[start Entries provided]

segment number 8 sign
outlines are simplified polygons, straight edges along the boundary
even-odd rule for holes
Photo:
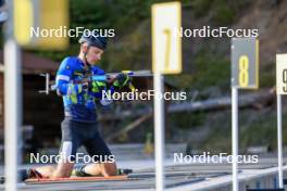
[[[258,69],[258,40],[233,38],[232,86],[240,89],[257,89]]]
[[[277,94],[287,94],[287,54],[276,54]]]

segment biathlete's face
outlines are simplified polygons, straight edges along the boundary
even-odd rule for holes
[[[91,65],[96,65],[98,61],[101,60],[101,56],[103,54],[103,50],[97,48],[97,47],[88,47],[87,46],[83,46],[83,52],[87,52],[86,54],[86,59],[87,62]]]

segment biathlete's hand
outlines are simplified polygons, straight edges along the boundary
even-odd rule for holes
[[[127,74],[120,73],[113,82],[113,86],[116,88],[123,88],[125,86],[128,86],[130,82],[130,78]]]

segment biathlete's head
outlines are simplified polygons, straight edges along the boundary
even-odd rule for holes
[[[78,56],[89,65],[97,64],[107,48],[107,38],[97,33],[84,33],[78,42],[80,43]]]

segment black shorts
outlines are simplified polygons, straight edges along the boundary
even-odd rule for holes
[[[103,158],[111,156],[111,151],[98,131],[97,123],[82,123],[65,118],[62,124],[62,145],[60,153],[75,160],[77,149],[85,147],[89,156]],[[97,157],[95,157],[97,160]]]

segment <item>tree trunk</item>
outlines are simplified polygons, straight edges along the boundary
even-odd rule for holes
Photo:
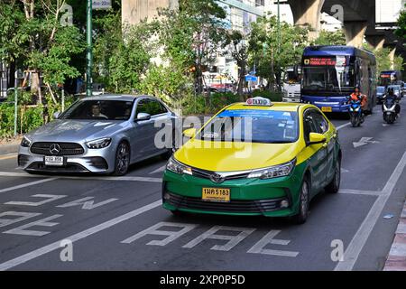
[[[271,79],[270,79],[270,91],[273,92],[275,87],[275,70],[273,62],[273,49],[271,49]]]
[[[244,84],[245,82],[245,63],[240,63],[239,75],[238,75],[238,96],[240,97],[240,100],[244,101]]]
[[[38,71],[32,72],[31,92],[37,96],[37,105],[41,105],[42,103],[42,95],[41,93],[40,73]]]

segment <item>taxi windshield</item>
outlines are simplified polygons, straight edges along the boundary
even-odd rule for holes
[[[262,144],[294,143],[298,137],[297,112],[261,109],[225,110],[196,136],[209,141]]]

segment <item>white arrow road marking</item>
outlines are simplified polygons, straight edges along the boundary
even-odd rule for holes
[[[346,123],[346,124],[344,124],[344,125],[342,125],[342,126],[337,126],[336,129],[337,129],[337,130],[340,130],[341,128],[344,128],[344,127],[346,127],[346,126],[348,126],[349,125],[351,125],[351,123]]]
[[[38,178],[38,176],[37,176],[37,178]],[[35,181],[35,182],[31,182],[20,184],[18,186],[14,186],[14,187],[6,188],[6,189],[2,189],[2,190],[0,190],[0,193],[1,192],[6,192],[6,191],[14,191],[14,190],[18,190],[18,189],[23,189],[23,188],[26,188],[26,187],[30,187],[30,186],[34,186],[34,185],[37,185],[37,184],[40,184],[40,183],[42,183],[42,182],[55,181],[58,178],[44,179],[44,180],[40,180],[40,181]]]
[[[354,142],[353,145],[355,148],[357,148],[359,146],[367,144],[379,144],[377,141],[372,141],[373,137],[361,137],[359,142]]]
[[[348,247],[344,253],[344,261],[338,262],[334,269],[335,271],[351,271],[354,268],[364,246],[368,240],[374,227],[378,221],[382,211],[391,197],[393,189],[401,178],[405,167],[406,153],[403,154],[403,156],[386,182],[383,190],[382,191],[383,194],[376,198],[376,200],[369,210],[368,215],[365,217],[361,227],[358,228],[351,242],[348,244]]]

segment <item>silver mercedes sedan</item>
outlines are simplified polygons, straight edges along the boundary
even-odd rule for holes
[[[165,126],[175,133],[178,118],[153,97],[125,95],[86,98],[56,117],[23,136],[18,165],[28,172],[125,175],[135,162],[171,154],[155,136]]]

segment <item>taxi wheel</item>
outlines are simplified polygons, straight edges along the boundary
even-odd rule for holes
[[[293,222],[298,225],[305,223],[309,217],[309,207],[310,205],[309,183],[309,179],[305,177],[300,188],[299,211],[297,215],[293,216]]]
[[[115,164],[113,175],[122,176],[127,173],[130,166],[130,145],[127,143],[122,142],[118,144],[115,153]]]
[[[337,193],[340,190],[341,182],[341,161],[337,160],[336,162],[336,169],[334,172],[334,178],[330,183],[325,188],[327,192]]]

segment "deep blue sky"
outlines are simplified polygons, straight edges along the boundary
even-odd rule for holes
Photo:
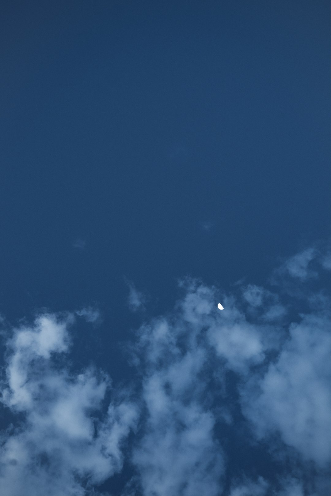
[[[97,306],[94,345],[82,331],[76,354],[88,362],[88,346],[120,379],[117,343],[141,320],[126,280],[156,315],[178,278],[263,284],[281,257],[327,239],[330,10],[2,1],[6,318]]]

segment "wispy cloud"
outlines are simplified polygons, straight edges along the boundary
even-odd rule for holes
[[[62,355],[69,346],[72,315],[39,316],[31,327],[16,329],[8,343],[6,385],[1,401],[16,427],[2,435],[0,484],[6,496],[85,494],[121,470],[121,442],[136,418],[129,402],[100,410],[109,381],[93,369],[75,375]]]
[[[146,302],[146,295],[141,291],[138,291],[132,281],[126,281],[129,286],[129,293],[128,303],[132,311],[136,311],[138,310],[143,310]]]
[[[17,416],[0,453],[6,496],[93,494],[125,458],[136,471],[132,495],[224,496],[230,428],[247,445],[267,446],[278,465],[287,460],[277,483],[232,467],[231,496],[328,494],[330,295],[316,290],[326,259],[315,248],[283,260],[272,291],[243,282],[227,293],[180,281],[173,310],[146,320],[128,345],[139,399],[114,394],[108,409],[108,376],[66,365],[73,314],[45,313],[15,329],[1,386],[1,401]],[[304,312],[295,313],[295,291],[291,298],[283,291],[289,279],[305,285],[298,293]],[[143,295],[129,287],[132,309],[141,308]],[[75,315],[99,318],[89,307]],[[133,447],[124,444],[132,431]]]

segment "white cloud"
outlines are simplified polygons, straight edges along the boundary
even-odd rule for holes
[[[331,458],[330,315],[303,316],[274,363],[242,391],[244,411],[259,437],[272,432],[320,466]]]
[[[136,311],[139,309],[143,308],[146,297],[143,293],[138,291],[132,282],[128,282],[129,294],[128,299],[129,306],[132,311]]]
[[[301,286],[312,278],[312,268],[321,268],[321,252],[305,252],[284,262],[277,273],[281,283],[289,276]],[[311,293],[311,312],[291,322],[288,299],[284,303],[261,286],[239,284],[234,294],[227,295],[192,279],[179,286],[183,296],[173,311],[144,323],[131,345],[137,368],[135,404],[124,395],[106,412],[109,377],[91,368],[74,373],[66,366],[72,315],[61,319],[44,314],[33,326],[15,331],[1,401],[21,420],[2,435],[0,484],[6,496],[93,494],[94,486],[121,470],[124,456],[137,471],[140,487],[134,494],[141,490],[144,496],[218,496],[226,469],[224,446],[231,441],[226,433],[238,427],[242,414],[252,428],[248,443],[267,441],[278,461],[290,453],[284,469],[290,476],[282,473],[273,485],[243,476],[232,481],[231,496],[319,496],[318,488],[328,486],[326,291]],[[136,310],[144,297],[130,287],[129,303]],[[91,308],[75,313],[89,322],[99,318]],[[236,379],[230,386],[229,376]],[[233,399],[238,393],[241,412]],[[248,424],[242,421],[238,427],[242,435]],[[124,454],[132,429],[136,430],[133,451]],[[298,475],[295,464],[300,463],[313,465],[318,474],[309,486]]]
[[[92,307],[87,307],[82,309],[81,310],[78,310],[76,314],[79,317],[83,317],[87,322],[95,322],[100,321],[101,318],[100,311],[98,309]]]
[[[94,418],[109,379],[91,369],[75,375],[61,366],[72,320],[42,315],[33,326],[16,329],[10,342],[1,401],[24,416],[2,435],[6,496],[84,495],[85,484],[100,483],[122,467],[121,443],[135,425],[136,408],[111,404],[102,420]]]
[[[201,379],[208,344],[197,341],[203,339],[201,319],[211,311],[212,290],[192,281],[191,287],[172,318],[154,319],[139,330],[147,415],[132,460],[144,496],[219,493],[223,452]]]
[[[233,485],[230,496],[265,496],[268,487],[263,477],[259,477],[256,482],[246,478],[238,485]],[[292,496],[295,496],[294,493]]]
[[[243,296],[252,307],[260,307],[262,305],[265,290],[255,284],[249,284],[244,291]]]

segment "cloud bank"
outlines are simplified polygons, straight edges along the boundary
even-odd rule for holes
[[[106,373],[68,362],[73,314],[13,329],[1,383],[12,422],[0,451],[5,495],[93,494],[125,460],[134,470],[125,494],[137,496],[328,494],[330,295],[316,284],[329,259],[305,248],[283,261],[271,286],[242,282],[231,293],[180,281],[174,309],[128,345],[131,397]],[[76,313],[91,322],[98,315]],[[241,449],[274,461],[277,480],[234,463],[236,436]]]

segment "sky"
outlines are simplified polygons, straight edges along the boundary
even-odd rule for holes
[[[330,9],[1,2],[0,496],[331,493]]]

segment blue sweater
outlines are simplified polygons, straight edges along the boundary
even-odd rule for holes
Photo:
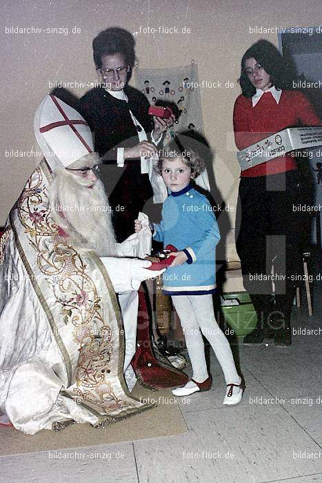
[[[188,257],[183,265],[163,274],[163,292],[170,295],[203,295],[216,291],[217,222],[207,198],[190,185],[170,193],[163,203],[162,221],[154,224],[153,237],[174,245]]]

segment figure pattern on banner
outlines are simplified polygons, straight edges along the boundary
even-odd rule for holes
[[[177,121],[165,135],[166,145],[176,132],[194,130],[203,132],[200,92],[197,86],[198,66],[189,66],[164,69],[135,69],[137,88],[148,98],[150,105],[174,103]]]

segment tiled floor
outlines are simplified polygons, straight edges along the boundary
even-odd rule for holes
[[[313,317],[294,308],[294,328],[321,326],[317,287],[315,295]],[[294,335],[284,349],[239,345],[246,390],[233,407],[222,406],[224,381],[211,351],[213,388],[181,404],[188,433],[69,448],[68,460],[63,451],[3,457],[0,482],[322,482],[321,340]]]

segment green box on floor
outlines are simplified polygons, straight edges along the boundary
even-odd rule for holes
[[[247,335],[255,328],[257,315],[247,292],[223,294],[221,310],[225,322],[237,337]]]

[end Entries provided]

→ **Work to be completed**
Reproduce everything from the line containing "segment green box on floor" down to the end of the entries, both ends included and requests kept unchanged. Multiply every coordinate in the outlines by 2.45 and round to whole numbers, with halves rounded up.

→ **Result for this task**
segment green box on floor
outlines are simplified polygons, straight edges along the boundary
even-odd rule for holes
[[[605,821],[625,804],[630,772],[605,715],[546,720],[541,760],[551,789],[581,826]]]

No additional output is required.